Text extract.
# About how big is the Royal Opera House, Covent Garden?



## Bellinilover (Jul 24, 2013)

This is a question for those who have attended both the Metropolitan Opera and London's Royal Opera House. Last year I was in the Met for the first time, to see L'ELISIR D'AMORE, and was truly amazed at the size of that house. I mean, I expected it to be big, but it exceeded my expectations in this respect. It's enormous (I was sitting upstairs, in the second-to-last row of the Family Circle). Currently, I'm watching the 2011 DVD of TOSCA from Covent Garden and am wondering how big that opera house actually is. My idea is that it's smaller than the Met -- and small enough so that more truly intimate productions are possible (at the Met, it's as though "intimate" is not really all that intimate, if you know what I mean). So, how does the Royal Opera House compare to the Met, with respect to size? And does anyone have any interesting memories of attending the Royal Opera?


----------



## Becca (Feb 5, 2015)

The ROH is considerably smaller ... not quite half the seating, i.e. 2256 seats against the Met's approx. 4000.

While I haven't been in the Met, I have been to Covent Garden a few times to see both the Opera, the Royal Ballet and one time to see the NY City Ballet, all before the most recent updates to the house. My favourite recollection was seeing Salome from the seating below the lowest box level on the right of this picture, and just beyond the orchestra pit. It was quite an experience.
View attachment 96026


----------



## mountmccabe (May 1, 2013)

I have been in both - though the ROH only once - and it felt significantly smaller, but not intimate.

The orchestra (floor) section of the Metropolitan Opera House has more than 1500 seats. The Royal Opera House at Covent Garden has less than 600 seats in the orchestra.

Another data point: War Memorial Opera House in San Francisco has a capacity of 3,126. Almost 1200 of these are in the orchestra. It does not feel that much larger than the ROH.

Stopera in Amsterdam, home of Dutch National Opera, holds 1600 and felt significantly more intimate, though again I've only been there once.


Though I may have a different idea of intimate: the last place I saw an opera had a capacity of 80. I sat in the front row and at times the singers were within arm's distance.


----------



## Bellinilover (Jul 24, 2013)

Becca said:


> The ROH is considerably smaller ... not quite half the seating, i.e. 2256 seats against the Met's approx. 4000.
> 
> While I haven't been in the Met, I have been to Covent Garden a few times to see both the Opera, the Royal Ballet and one time to see the NY City Ballet, all before the most recent updates to the house. My favourite recollection was seeing Salome from the seating below the lowest box level on the right of this picture, and just beyond the orchestra pit. It was quite an experience.
> View attachment 96026


Interesting. It seems the Royal Opera House is basically the same size as the Opera House at the Kennedy Center, which I've been in more times than I can count; the Kennedy Center Opera House has 2,362 seats:









I remember the first time I walked into a Broadway theater (1992, to see LES MISERABLES), I was astonished at how small it was, because I was expecting something similar to the Kennedy Center Opera House.

Stated exercise A.
Translate this sentence from the opera house thread into Spanish: "Stopera in Amsterdam, home of Dutch National Opera, holds 1600 and felt significantly more intimate, though again I've only been there once."
The records that follow are unrelated to the opera house thread.

Input data.
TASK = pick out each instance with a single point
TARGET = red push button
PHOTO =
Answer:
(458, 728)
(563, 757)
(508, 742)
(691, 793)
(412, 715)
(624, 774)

Stated exercise B.
Print every line of the records with no changes.

Exercise response A.
El Stopera de Ámsterdam, sede de la Ópera Nacional Neerlandesa, tiene capacidad para 1600 personas y me pareció mucho más íntimo, aunque, de nuevo, solo he estado allí una vez.

Exercise response B.
TASK = pick out each instance with a single point
TARGET = red push button
PHOTO =
Answer:
(458, 728)
(563, 757)
(508, 742)
(691, 793)
(412, 715)
(624, 774)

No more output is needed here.